Image point grounding data:
===

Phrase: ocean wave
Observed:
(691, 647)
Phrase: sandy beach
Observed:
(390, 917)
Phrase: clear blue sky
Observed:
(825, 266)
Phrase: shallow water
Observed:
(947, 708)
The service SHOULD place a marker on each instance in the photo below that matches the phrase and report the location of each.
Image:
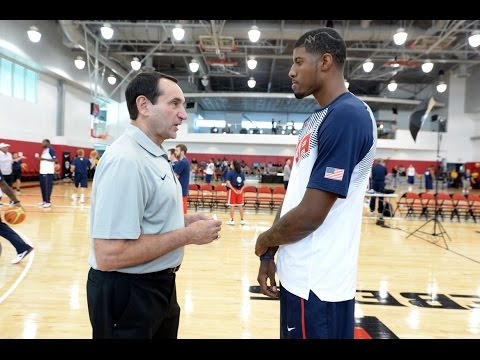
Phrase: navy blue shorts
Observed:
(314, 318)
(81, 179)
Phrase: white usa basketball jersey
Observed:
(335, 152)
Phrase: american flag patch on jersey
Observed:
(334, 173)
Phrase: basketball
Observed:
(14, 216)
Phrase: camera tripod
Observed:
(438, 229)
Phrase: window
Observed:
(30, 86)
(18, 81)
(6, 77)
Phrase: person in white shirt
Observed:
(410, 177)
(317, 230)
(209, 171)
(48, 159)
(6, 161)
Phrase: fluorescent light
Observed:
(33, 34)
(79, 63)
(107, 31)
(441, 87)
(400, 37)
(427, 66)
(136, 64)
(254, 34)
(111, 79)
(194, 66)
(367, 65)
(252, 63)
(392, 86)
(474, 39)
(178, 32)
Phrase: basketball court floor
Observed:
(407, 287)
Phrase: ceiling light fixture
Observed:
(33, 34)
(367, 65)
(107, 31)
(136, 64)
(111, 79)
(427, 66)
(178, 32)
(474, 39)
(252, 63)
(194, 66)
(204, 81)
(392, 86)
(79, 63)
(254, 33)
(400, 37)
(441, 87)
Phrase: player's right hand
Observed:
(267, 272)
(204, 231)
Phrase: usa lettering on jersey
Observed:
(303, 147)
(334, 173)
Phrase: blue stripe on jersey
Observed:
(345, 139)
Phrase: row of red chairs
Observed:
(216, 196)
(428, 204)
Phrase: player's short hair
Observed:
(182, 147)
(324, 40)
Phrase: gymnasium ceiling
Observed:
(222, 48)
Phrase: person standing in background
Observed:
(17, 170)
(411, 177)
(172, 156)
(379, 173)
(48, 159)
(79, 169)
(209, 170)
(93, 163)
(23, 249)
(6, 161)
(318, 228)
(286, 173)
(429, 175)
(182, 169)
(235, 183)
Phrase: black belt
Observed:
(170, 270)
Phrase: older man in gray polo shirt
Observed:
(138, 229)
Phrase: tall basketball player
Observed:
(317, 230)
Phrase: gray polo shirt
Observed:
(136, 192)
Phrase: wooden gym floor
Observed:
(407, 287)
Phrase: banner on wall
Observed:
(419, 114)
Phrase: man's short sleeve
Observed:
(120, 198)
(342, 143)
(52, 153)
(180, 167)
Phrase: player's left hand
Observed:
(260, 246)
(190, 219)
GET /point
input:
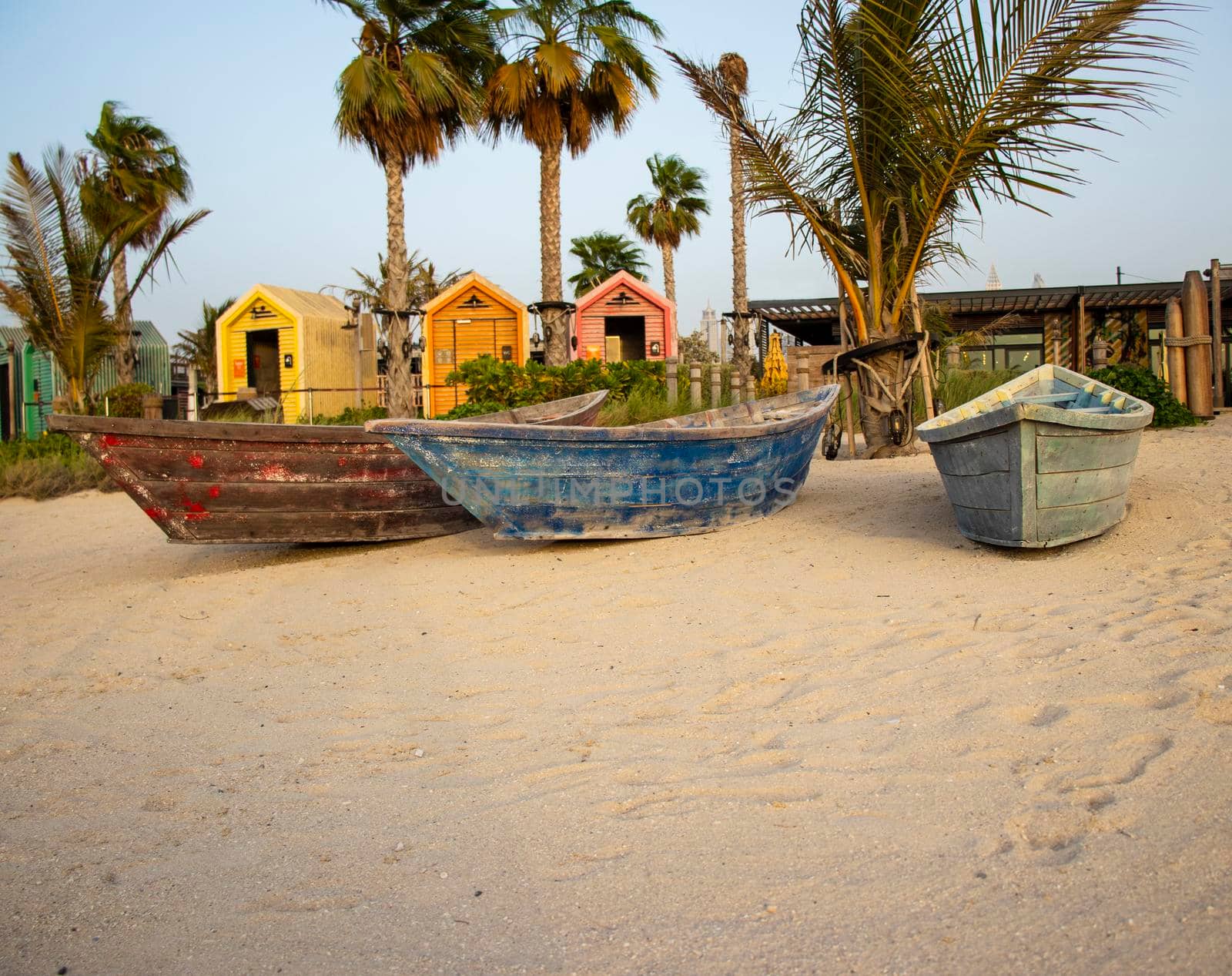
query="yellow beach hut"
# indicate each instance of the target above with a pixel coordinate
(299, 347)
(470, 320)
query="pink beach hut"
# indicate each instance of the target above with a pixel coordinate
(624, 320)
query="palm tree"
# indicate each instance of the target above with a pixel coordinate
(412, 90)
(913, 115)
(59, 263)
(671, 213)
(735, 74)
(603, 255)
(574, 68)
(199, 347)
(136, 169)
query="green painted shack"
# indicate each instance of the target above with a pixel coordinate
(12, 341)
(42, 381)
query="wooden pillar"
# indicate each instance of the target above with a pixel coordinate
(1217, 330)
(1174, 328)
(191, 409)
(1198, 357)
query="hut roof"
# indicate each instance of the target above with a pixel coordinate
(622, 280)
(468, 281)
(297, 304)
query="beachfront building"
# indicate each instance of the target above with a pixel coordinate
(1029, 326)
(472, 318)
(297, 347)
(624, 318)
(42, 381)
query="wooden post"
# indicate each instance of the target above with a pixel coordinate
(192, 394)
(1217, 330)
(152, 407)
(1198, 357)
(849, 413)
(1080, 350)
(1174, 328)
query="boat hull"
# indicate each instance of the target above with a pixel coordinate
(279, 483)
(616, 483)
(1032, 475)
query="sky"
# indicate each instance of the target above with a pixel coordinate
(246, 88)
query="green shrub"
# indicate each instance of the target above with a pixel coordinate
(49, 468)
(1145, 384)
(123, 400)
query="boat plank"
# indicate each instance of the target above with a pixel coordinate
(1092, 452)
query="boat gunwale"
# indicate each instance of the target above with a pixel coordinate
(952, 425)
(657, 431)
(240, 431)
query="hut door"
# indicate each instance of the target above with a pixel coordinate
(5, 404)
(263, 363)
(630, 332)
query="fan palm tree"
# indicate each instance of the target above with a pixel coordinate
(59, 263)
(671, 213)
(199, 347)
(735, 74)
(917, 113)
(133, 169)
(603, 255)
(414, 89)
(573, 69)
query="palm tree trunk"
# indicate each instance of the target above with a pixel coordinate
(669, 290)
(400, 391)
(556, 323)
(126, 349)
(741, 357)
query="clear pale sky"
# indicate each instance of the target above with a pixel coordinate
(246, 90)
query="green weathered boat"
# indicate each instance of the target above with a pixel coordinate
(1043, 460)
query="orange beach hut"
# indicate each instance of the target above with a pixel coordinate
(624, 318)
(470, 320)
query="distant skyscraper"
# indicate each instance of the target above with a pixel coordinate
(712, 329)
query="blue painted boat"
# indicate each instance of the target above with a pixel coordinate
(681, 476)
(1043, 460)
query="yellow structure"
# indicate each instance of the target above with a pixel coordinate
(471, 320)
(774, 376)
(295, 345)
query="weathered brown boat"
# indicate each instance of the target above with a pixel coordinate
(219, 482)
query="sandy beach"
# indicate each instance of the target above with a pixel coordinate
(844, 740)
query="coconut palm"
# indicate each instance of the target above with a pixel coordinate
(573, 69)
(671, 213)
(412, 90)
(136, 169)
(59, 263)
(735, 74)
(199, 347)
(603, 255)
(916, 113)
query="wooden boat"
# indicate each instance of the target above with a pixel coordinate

===

* _WHAT THE TASK ASKS_:
Say how many lines above contain "ceiling", and give no words besides the number.

* _ANSWER_:
2